• [Assignment] Reproduce the full passage on Ben Broadbent's comments about inflation word for word.

• [Exercise text]
+++

Ben Broadbent’s comments
Speaking at a conference at Gresham College in London, organised by the National Institute of Economic and Social Research and The Money Macro and Finance Society, the Deputy Governor of the BoE highlighted the risks of inflation which has been exacerbated by the war in Ukraine. He said: “From an economic perspective, coming on top of what was already a very steep rise in the cost of globally traded goods, in the wake of the pandemic, the invasion has led to substantial rises in the cost of energy and other commodities. As a big net importer of manufacturers and commodities, it’s doubtful that the UK has ever experienced an external hit to real national income on this scale. From the narrow perspective of monetary policy, it will result in the near term in the difficult combination of even higher inflation but weaker domestic demand and output growth.”
His comments come after the Bank’s Governor Andrew Bailey said that the UK is facing an energy price shock last seen in the 1970s. On Wednesday, Broadbent also referred to the “unpredictable shocks hitting the economy” and that “the appropriate path of interest rates is necessarily unpredictable as well.”

+++

• [Dataset records]
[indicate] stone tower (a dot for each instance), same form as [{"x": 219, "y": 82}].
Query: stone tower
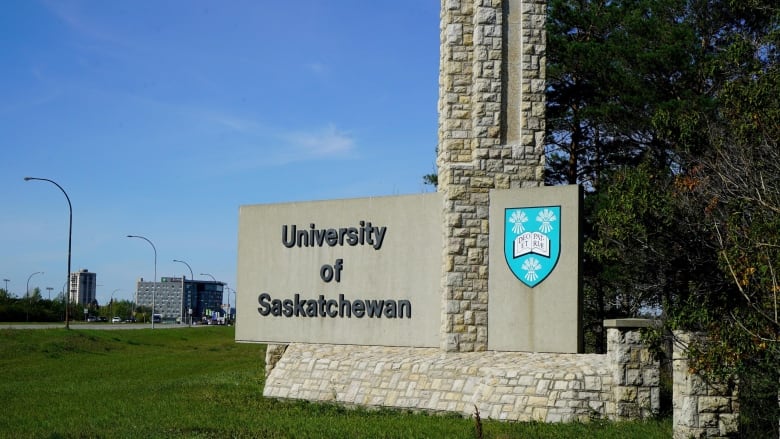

+++

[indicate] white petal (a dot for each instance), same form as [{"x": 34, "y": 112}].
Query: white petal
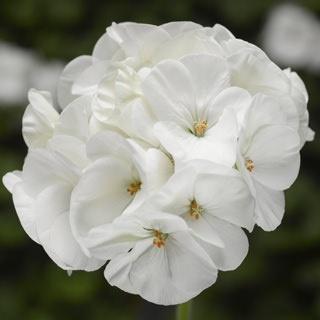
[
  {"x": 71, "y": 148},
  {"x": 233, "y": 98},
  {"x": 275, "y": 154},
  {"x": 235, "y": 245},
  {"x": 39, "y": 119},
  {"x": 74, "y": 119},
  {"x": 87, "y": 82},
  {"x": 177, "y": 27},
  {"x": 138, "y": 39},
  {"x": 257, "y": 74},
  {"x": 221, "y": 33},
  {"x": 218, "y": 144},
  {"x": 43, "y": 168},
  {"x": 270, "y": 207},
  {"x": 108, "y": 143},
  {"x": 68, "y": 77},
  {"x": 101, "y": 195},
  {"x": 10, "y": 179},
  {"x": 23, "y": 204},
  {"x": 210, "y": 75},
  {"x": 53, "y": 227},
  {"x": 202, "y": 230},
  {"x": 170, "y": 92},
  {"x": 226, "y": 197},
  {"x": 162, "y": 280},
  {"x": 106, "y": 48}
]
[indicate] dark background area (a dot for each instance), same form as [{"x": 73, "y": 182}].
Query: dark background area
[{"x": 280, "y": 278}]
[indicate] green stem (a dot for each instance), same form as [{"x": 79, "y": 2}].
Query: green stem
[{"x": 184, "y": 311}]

+++

• [Task solution]
Ben Broadbent’s comments
Speaking at a conference at Gresham College in London, organised by the National Institute of Economic and Social Research and The Money Macro and Finance Society, the Deputy Governor of the BoE highlighted the risks of inflation which has been exacerbated by the war in Ukraine. He said: “From an economic perspective, coming on top of what was already a very steep rise in the cost of globally traded goods, in the wake of the pandemic, the invasion has led to substantial rises in the cost of energy and other commodities. As a big net importer of manufacturers and commodities, it’s doubtful that the UK has ever experienced an external hit to real national income on this scale. From the narrow perspective of monetary policy, it will result in the near term in the difficult combination of even higher inflation but weaker domestic demand and output growth.”
His comments come after the Bank’s Governor Andrew Bailey said that the UK is facing an energy price shock last seen in the 1970s. On Wednesday, Broadbent also referred to the “unpredictable shocks hitting the economy” and that “the appropriate path of interest rates is necessarily unpredictable as well.”